┌────────

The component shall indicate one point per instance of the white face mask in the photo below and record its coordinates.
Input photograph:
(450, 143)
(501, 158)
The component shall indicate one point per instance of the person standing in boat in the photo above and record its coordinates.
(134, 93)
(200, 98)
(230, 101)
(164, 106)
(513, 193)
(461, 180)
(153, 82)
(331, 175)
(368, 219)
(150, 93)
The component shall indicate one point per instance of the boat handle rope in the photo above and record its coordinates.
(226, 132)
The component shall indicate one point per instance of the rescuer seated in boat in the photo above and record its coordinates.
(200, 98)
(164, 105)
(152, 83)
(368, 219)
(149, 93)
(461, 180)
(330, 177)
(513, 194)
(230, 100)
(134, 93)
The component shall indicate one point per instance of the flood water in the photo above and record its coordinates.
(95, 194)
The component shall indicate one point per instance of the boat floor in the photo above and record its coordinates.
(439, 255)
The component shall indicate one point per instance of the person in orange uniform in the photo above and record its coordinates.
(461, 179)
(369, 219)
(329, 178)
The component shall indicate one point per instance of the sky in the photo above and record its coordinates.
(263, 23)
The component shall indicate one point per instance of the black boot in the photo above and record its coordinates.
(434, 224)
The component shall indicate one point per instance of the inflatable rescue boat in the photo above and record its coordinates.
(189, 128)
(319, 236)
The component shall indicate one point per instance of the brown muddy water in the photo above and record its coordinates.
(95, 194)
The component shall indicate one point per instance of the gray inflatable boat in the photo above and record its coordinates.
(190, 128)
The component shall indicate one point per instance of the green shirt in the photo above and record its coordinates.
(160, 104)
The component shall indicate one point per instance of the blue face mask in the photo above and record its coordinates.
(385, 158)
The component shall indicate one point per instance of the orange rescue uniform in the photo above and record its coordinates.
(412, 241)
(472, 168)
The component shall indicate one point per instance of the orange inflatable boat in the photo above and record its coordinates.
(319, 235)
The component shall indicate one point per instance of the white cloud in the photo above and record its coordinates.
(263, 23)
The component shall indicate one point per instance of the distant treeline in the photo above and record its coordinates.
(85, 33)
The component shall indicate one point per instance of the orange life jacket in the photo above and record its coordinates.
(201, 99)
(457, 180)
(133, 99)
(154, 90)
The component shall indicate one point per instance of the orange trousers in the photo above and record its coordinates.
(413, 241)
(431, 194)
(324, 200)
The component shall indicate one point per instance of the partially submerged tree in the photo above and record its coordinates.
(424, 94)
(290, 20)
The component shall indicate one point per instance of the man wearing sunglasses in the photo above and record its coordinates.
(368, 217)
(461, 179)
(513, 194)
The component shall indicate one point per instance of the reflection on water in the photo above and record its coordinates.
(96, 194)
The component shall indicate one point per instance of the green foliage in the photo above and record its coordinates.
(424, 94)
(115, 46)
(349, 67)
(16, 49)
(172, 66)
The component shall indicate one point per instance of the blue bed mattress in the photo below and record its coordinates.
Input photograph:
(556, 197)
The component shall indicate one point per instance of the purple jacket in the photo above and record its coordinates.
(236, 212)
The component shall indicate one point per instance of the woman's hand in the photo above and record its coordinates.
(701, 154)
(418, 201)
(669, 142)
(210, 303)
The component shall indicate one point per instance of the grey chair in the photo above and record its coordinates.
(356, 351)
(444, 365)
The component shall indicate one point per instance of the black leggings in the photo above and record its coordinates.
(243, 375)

└────────

### Work instructions:
Reproduce the rows from the line containing "of the partially" through the end of the rows, inclusive, keeping every request line unchanged and offsetting each coordinate in the answers by adding 110 to it.

### Completed exercise:
The component shall indicate one point per instance of the partially submerged tree in the photo above and record its coordinates.
(534, 204)
(400, 130)
The component shall indicate one point per instance of the man wearing sunglasses in the photo above and record its coordinates.
(478, 327)
(571, 289)
(623, 304)
The component shall indicate one point per instance of the reflection on water in the photo above and record its coordinates.
(206, 304)
The component shall indicate one point per instance of the green foliage in the photo above and record its coordinates.
(534, 204)
(225, 156)
(459, 177)
(126, 159)
(282, 176)
The component shall indicate one point per instance of the blue bed mattress in the photo below and record its coordinates.
Input photograph:
(666, 307)
The component shall indicate one point per instance of the purple jacket in the photo above and record its coordinates.
(346, 322)
The component shall indicate one point per instance of the woman's hand in the photo above and record its coordinates.
(811, 264)
(528, 311)
(779, 252)
(320, 413)
The component shall indicate one point per instance of the grey chair in the photo above and record its coordinates.
(466, 461)
(554, 475)
The component shall indicate one point per instance of the black leggings in the photo above and record its coordinates.
(353, 485)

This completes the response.